Can you render these items as a two-column CSV with the headers instruction and points, one row per item, putting each item's text and its answer each in one quoted field with line breaks turned into spaces?
++++ Dataset
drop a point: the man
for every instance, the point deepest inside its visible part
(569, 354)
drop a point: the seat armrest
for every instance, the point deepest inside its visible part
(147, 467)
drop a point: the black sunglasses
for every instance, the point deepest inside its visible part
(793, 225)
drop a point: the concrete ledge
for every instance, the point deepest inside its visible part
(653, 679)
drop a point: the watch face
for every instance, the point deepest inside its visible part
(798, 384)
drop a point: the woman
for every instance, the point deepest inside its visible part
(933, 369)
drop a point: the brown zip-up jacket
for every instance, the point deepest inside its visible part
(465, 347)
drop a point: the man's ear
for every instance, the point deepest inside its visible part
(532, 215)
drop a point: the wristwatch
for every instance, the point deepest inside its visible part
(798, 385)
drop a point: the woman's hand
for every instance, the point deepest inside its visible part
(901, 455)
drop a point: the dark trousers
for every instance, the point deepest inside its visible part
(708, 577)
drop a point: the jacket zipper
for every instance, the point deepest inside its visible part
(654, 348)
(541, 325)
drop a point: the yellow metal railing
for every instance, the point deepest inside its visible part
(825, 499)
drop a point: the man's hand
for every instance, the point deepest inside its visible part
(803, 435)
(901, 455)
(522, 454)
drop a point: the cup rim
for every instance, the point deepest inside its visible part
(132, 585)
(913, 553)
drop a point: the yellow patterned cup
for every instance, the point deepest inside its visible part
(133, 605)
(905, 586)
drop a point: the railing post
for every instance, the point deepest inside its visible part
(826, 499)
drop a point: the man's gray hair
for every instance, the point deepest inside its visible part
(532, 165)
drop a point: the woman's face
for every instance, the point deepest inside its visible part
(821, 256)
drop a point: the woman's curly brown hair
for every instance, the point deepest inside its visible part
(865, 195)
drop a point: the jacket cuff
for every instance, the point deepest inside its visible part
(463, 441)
++++++++
**Result of this exercise:**
instruction,points
"drop a point: the man for every instance, the point deepest inside its visible part","(569, 354)"
"drop a point: the seat armrest for every instance, the point deepest inside its visible part","(147, 467)"
"drop a point: the black sunglasses for every instance, the point deepest inside its visible part","(793, 225)"
"drop a point: the concrete ledge for every instance, the point deepest inside its visible part","(653, 679)"
"drop a point: the watch face for every instance, the point deepest inside its visible part","(798, 384)"
"drop a point: the woman for every instance, the point deepest inside its visible part","(933, 369)"
"drop a point: the brown zip-up jacket for every instance, the point deepest inside its visible part","(465, 347)"
"drop a point: the man's ear for every instance, the point deepest inside its visible part","(532, 215)"
"drop a point: the wristwatch for every instance, the point deepest inside its visible part","(798, 385)"
"drop a point: the woman's hand for every instance, the point deepest inside its visible part","(901, 455)"
"drop a point: the dark trousers for every instance, the point deepest inside its visible part","(708, 577)"
"drop a point: the jacket zipper for every instance, the point deepest inside its visible part","(654, 348) (541, 325)"
"drop a point: the yellow metal railing for every instance, the point deepest inside its visible part","(825, 499)"
"drop a point: the man's hand for every instance, the point deepest inside its visible part","(803, 435) (901, 455) (522, 454)"
"drop a point: the cup rim for every instance, the point deepest inside its visible part","(132, 585) (913, 553)"
"drop a point: the yellow patterned cup for every instance, the point deepest inside its visible part","(133, 605) (905, 586)"
"drop a point: the railing post for every instance, the point deepest inside its visible part","(826, 499)"
"drop a point: the man's gray hair for every instance, the point deepest inside its visible part","(532, 165)"
"drop a point: the woman's face for every instance, the point deepest inside its visible part","(821, 256)"
"drop a point: the woman's curly brown hair for every instance, the point deepest inside its visible part","(865, 195)"
"drop a point: the jacket cuff for every instance, the point deepest inside its visible part","(463, 441)"